• **Written request**
Change "Detection brief" to "Detection request" everywhere in the lines below, and write the lines out again with nothing else altered.

Excerpts of bounding box data:
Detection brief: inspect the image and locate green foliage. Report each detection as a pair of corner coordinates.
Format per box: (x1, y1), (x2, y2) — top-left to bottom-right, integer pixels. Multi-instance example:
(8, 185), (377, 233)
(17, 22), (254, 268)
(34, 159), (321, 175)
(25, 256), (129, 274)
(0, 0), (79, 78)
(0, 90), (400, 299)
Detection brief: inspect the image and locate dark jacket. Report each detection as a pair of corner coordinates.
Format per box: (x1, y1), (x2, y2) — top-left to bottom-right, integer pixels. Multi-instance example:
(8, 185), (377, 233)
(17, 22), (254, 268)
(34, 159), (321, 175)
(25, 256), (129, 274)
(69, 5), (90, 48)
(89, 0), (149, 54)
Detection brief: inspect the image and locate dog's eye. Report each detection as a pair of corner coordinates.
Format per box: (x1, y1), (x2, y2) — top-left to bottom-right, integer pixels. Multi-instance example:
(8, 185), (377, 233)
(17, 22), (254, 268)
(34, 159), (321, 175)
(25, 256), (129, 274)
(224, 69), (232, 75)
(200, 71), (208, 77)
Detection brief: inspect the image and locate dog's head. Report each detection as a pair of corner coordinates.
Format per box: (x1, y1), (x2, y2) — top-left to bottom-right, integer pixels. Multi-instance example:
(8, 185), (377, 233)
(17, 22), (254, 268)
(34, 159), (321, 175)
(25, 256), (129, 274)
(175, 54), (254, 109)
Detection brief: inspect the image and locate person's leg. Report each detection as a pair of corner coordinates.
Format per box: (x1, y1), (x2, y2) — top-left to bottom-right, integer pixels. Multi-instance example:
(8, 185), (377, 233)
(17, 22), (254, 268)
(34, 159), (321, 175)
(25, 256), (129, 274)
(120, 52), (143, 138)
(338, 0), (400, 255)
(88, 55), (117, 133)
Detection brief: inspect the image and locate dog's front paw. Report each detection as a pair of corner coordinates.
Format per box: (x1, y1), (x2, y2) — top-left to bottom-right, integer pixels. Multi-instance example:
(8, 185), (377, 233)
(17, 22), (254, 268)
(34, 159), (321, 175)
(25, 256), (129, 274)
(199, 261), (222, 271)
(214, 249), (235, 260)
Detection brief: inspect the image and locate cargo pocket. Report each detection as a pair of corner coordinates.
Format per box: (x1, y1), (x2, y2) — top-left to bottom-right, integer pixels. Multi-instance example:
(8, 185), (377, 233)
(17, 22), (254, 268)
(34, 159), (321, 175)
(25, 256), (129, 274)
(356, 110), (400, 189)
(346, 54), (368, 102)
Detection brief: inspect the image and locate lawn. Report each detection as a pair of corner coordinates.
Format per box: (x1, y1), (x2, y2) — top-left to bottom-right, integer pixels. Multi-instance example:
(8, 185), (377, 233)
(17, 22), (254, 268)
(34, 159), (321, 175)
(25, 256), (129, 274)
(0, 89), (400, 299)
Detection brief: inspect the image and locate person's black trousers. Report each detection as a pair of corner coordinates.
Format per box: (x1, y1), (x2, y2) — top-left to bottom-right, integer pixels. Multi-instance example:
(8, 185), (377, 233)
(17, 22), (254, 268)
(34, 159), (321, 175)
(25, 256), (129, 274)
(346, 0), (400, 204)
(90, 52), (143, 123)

• **The output**
Detection request: inspect the image and locate green foliage. Report each detection as a pair of corner coordinates.
Format per box: (x1, y1), (x2, y2) — top-left to bottom-right, integer pixels. Multi-instance example:
(8, 185), (377, 233)
(17, 22), (254, 268)
(34, 159), (321, 175)
(25, 256), (129, 274)
(0, 0), (79, 78)
(0, 90), (400, 299)
Detection request: inspect the image and locate dark jacket. Report each detection as a pair of corner coordinates.
Format per box: (x1, y1), (x2, y2) — top-left to bottom-right, integer pixels. Multi-instance example:
(8, 185), (377, 233)
(17, 22), (254, 268)
(34, 159), (321, 175)
(25, 256), (129, 274)
(69, 5), (90, 48)
(89, 0), (149, 54)
Detection request: inspect the image and locate dog's eye. Report each detection as a pair of corner coordinates.
Format per box: (x1, y1), (x2, y2) — top-left to bottom-right, integer pixels. Multi-instance example:
(8, 185), (377, 233)
(17, 22), (254, 268)
(34, 159), (321, 175)
(25, 256), (129, 274)
(224, 69), (232, 75)
(200, 71), (208, 77)
Detection request: inspect the image and locate dog's head. Report each detection as a pair of corner coordinates.
Format per box: (x1, y1), (x2, y2) — top-left to bottom-right, integer pixels. Multi-instance example:
(8, 185), (377, 233)
(17, 22), (254, 268)
(34, 159), (321, 175)
(25, 256), (129, 274)
(175, 54), (254, 109)
Detection request: inspect the image and locate person's leg. Report each detection as a pair of corner coordinates.
Format per box: (x1, y1), (x2, y2) — top-left to bottom-right, integer pixels. Multi-instance example:
(8, 185), (377, 233)
(17, 22), (254, 268)
(34, 159), (321, 175)
(25, 256), (129, 274)
(120, 52), (143, 138)
(338, 0), (400, 255)
(88, 55), (117, 133)
Detection request: inspect the image and locate dog's front paw. Report each detection as a pair of corner coordinates.
Format per box: (x1, y1), (x2, y2) — top-left to bottom-right, integer pixels. Multi-instance example:
(8, 185), (377, 233)
(17, 22), (254, 268)
(34, 159), (321, 175)
(25, 256), (129, 274)
(199, 261), (222, 271)
(214, 249), (235, 260)
Detection request: inspect the image and locate cargo pocket. Report each detection as a pair of corner coordinates.
Format per box: (x1, y1), (x2, y2) — top-left to bottom-right, integer pixels. Multi-instance example:
(8, 185), (377, 233)
(17, 22), (254, 268)
(34, 159), (321, 175)
(25, 256), (129, 274)
(356, 110), (400, 189)
(346, 54), (368, 102)
Detection request: inspect the image and locate lawn. Report each detection as a pair of corner coordinates.
Format per box: (x1, y1), (x2, y2) — top-left to bottom-right, integer pixels. Multi-instance example:
(8, 185), (377, 233)
(17, 22), (254, 268)
(34, 159), (321, 175)
(25, 256), (129, 274)
(0, 89), (400, 299)
Detection request: inspect the image and locate person's black trousers. Report each detection as a pair of corner coordinates.
Format per box: (x1, y1), (x2, y2) — top-left to bottom-right, integer pixels. Multi-instance example:
(8, 185), (377, 233)
(17, 22), (254, 268)
(34, 159), (321, 175)
(25, 256), (129, 274)
(346, 0), (400, 204)
(90, 52), (143, 123)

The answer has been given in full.